**Qué se pide**
Devuelve sin cambios el fragmento del texto proporcionado que va desde "Martin Ritt trabaja" hasta "da jaque mate.".

Martin Ritt trabaja sobre un guión preparado por Paul Dehn y Guy Trosper que apenas toca nada de la novela de Le Carré, encantado de la vida con esos guionistas y con un director que entiende perfectamente el tratamiento que debe darse a una trama de espionaje de las de verdad, es decir, todo lo contrario a las andanzas rimbombantes, ruidosas y espectaculares que en ocasiones llenan de buen movimiento las pantallas pero no dejan poso: a poco que uno lo piensa, el espionaje verdadero, el buen espionaje, es aquel que no percibes, aquel que en vez de parecerse a un partido de fútbol americano se parece a una partida de ajedrez: en el ajedrez, gana quien mata al rey contrario: gana el que da jaque mate.

**Datos proporcionados**
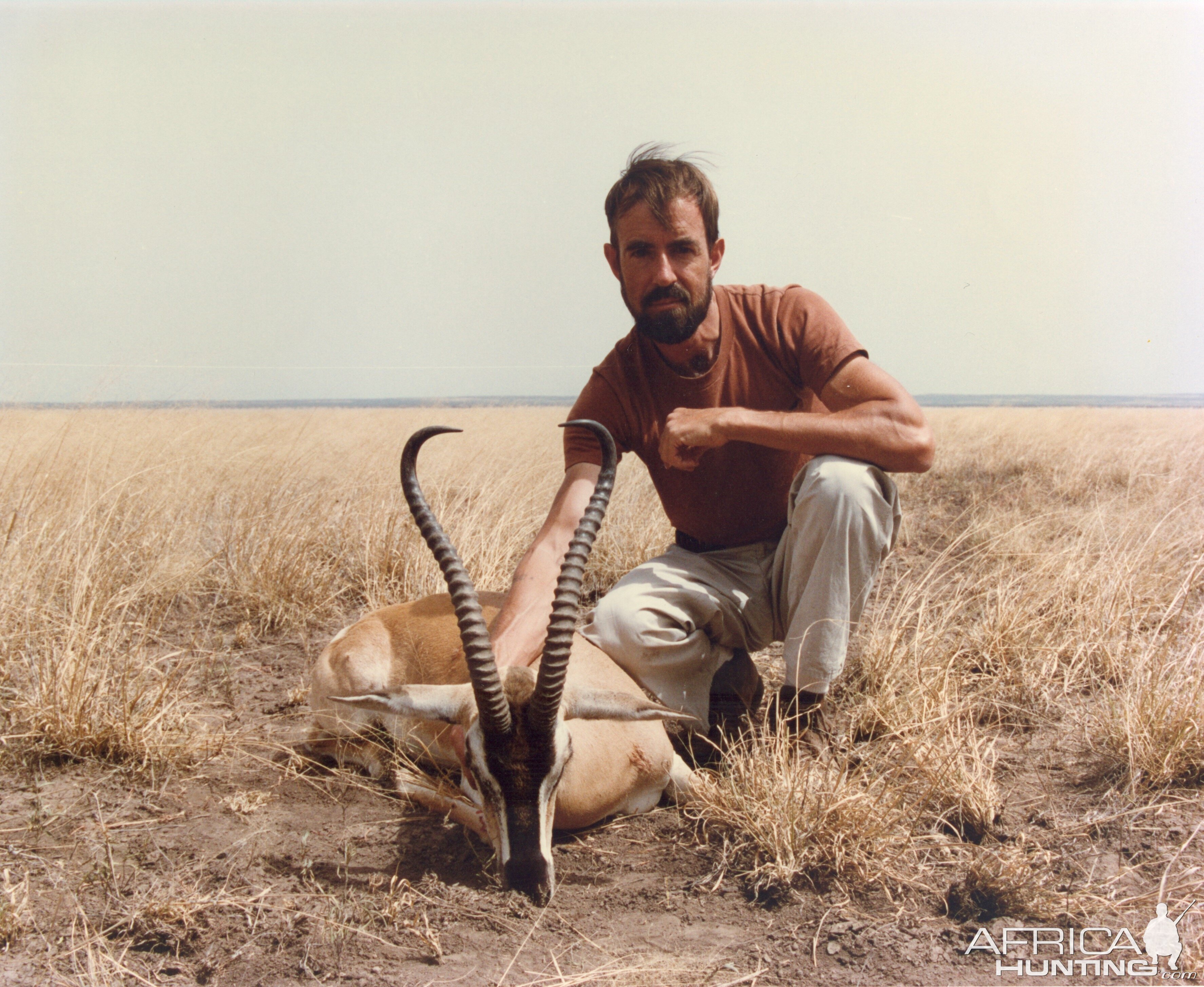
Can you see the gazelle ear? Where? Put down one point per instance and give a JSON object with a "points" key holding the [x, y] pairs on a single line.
{"points": [[448, 703], [610, 705]]}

**Resultado**
Martin Ritt trabaja sobre un guión preparado por Paul Dehn y Guy Trosper que apenas toca nada de la novela de Le Carré, encantado de la vida con esos guionistas y con un director que entiende perfectamente el tratamiento que debe darse a una trama de espionaje de las de verdad, es decir, todo lo contrario a las andanzas rimbombantes, ruidosas y espectaculares que en ocasiones llenan de buen movimiento las pantallas pero no dejan poso: a poco que uno lo piensa, el espionaje verdadero, el buen espionaje, es aquel que no percibes, aquel que en vez de parecerse a un partido de fútbol americano se parece a una partida de ajedrez: en el ajedrez, gana quien mata al rey contrario: gana el que da jaque mate.